_Task directions_
Exactly as written, return every line of the data below apart from the pictures.

_Available records_
##########

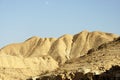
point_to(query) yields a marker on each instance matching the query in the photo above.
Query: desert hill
(38, 55)
(101, 63)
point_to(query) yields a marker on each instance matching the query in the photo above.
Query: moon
(46, 2)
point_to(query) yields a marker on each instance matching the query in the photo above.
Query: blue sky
(21, 19)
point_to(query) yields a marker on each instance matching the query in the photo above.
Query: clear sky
(22, 19)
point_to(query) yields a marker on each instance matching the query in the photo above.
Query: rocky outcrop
(37, 55)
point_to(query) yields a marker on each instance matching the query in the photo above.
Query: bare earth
(84, 52)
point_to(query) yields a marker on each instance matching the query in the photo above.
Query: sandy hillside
(37, 55)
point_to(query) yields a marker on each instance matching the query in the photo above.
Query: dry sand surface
(84, 52)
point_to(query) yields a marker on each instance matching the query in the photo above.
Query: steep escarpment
(37, 55)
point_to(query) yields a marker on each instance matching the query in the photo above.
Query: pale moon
(46, 2)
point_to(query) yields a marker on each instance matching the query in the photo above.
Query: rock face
(37, 55)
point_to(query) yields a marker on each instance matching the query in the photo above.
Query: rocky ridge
(37, 55)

##########

_Answer space_
point_to(query) yields a marker on each instance matching the query in the photo above.
Query: desert hill
(38, 55)
(101, 63)
point_to(query) yields a marker on each instance matching the query in the photo above.
Query: moon
(46, 2)
point_to(query) yields a marker on each instance matching the query in the photo above.
Query: blue sky
(21, 19)
point_to(query) yields a marker on each instance matching the query in the photo above.
Query: clear sky
(22, 19)
point_to(query) yields a marker on each instance matching the query in the photo above.
Query: rocky outcrop
(37, 55)
point_to(query) yields a marker on each instance matching the query in the photo above.
Query: bare earth
(84, 52)
point_to(query) yields a marker on each instance matching the query in the photo above.
Query: sandy hillside
(37, 55)
point_to(query) yields a marker on each instance matching the query in the photo above.
Query: dry sand surface
(84, 52)
point_to(query) yields a marker on each instance matching the query in the photo above.
Query: steep escarpment
(37, 55)
point_to(query) yields a marker on each instance matching the query in the photo above.
Query: pale moon
(46, 2)
point_to(query) yields a marker on each instance matching the query in the photo above.
Query: rock face
(37, 55)
point_to(query) yields a marker on each instance matching the query in the photo above.
Query: rocky ridge
(37, 55)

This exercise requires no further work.